- Description of the task -
Every single entry should be printed exactly.

- Stored data -

━━━━━━━━━━━━━━━━━━━━━━━━━━━━━━

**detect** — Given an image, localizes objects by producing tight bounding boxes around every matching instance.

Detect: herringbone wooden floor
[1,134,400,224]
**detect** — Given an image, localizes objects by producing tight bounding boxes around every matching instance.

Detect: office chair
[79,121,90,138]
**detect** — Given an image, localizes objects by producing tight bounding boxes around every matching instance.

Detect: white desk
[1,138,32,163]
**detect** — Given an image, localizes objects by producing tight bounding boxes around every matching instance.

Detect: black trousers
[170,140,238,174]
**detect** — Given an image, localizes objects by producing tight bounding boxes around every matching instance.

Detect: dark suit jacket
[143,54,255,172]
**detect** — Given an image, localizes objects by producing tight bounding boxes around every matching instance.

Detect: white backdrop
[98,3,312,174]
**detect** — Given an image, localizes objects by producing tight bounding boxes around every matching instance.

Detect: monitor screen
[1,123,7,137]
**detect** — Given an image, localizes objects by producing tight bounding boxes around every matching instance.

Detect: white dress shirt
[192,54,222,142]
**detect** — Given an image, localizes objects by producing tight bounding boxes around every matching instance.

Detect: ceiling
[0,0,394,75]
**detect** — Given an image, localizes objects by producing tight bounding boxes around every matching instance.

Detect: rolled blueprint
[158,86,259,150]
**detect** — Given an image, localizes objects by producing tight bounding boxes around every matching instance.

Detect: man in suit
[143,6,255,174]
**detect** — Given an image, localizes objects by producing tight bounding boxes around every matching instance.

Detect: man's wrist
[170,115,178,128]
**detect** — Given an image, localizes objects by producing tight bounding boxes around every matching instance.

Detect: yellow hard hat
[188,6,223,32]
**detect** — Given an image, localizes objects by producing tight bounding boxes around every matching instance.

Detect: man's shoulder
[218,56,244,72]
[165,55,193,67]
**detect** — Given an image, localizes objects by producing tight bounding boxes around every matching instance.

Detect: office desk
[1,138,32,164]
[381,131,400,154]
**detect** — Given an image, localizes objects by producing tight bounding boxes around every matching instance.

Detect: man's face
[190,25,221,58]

━━━━━━━━━━━━━━━━━━━━━━━━━━━━━━

- Answer for this exercise -
**detect** — Given an image, localizes objects by producing tight bounding boxes around every matching instance.

Detect: herringbone wooden floor
[1,134,400,224]
**detect** — Given an image, localizes objects by producing tight bounding boxes around every matching instance.

Detect: office chair
[79,121,90,138]
**detect** — Given an image, localizes objects by producing tight bounding boxes around every matching instance.

Detect: white desk
[1,138,32,163]
**detect** — Given an image, localizes objects by producing tight bounding boxes around every matching instance.

Detect: black trousers
[170,140,238,174]
**detect** — Given an image, localizes objects by producing tight bounding boxes around every matching instance.

Detect: dark suit jacket
[143,54,255,172]
**detect** — Given an image, localizes objects by producing tight bounding boxes around every matching instance.

Detect: white backdrop
[98,3,312,174]
**detect** — Given an image, localizes objects by producing tight bounding boxes around every matching instance.

Detect: monitor screen
[1,123,7,137]
**detect** — Given an image, localizes objects by producing tight bounding boxes around every matching instance.

Detect: white dress shirt
[192,54,222,142]
**detect** — Given an image, localizes objects by producing tight bounding boxes around every matching instance.

Detect: ceiling
[0,0,394,75]
**detect** — Given an image, localizes objects by producing tight bounding boxes around every matching instance.

Detect: rolled blueprint
[158,86,259,150]
**detect** — Given an image, localizes objects by producing tight bounding boxes around every matching instance.

Detect: man in suit
[143,6,255,174]
**detect** — Given an image, localizes objects by producing tight bounding boxes around every matching instance.

Detect: man's wrist
[170,115,178,128]
**detect** — Given an image, localizes objects by producing tight bounding boxes around every matching instance.

Detect: yellow hard hat
[188,6,223,32]
**detect** — Given an image, localizes objects by producing tight bounding boxes around every matching instance.

Detect: man's shoulder
[218,56,244,72]
[165,55,193,67]
**detect** — Given an image, localizes objects by producing tight bounding boxes around every matching instance.

Detect: office desk
[1,138,32,164]
[381,131,400,154]
**detect** — Given an image, localizes objects by producing tight bounding boxes around every matching instance.

Detect: man's face
[190,25,221,58]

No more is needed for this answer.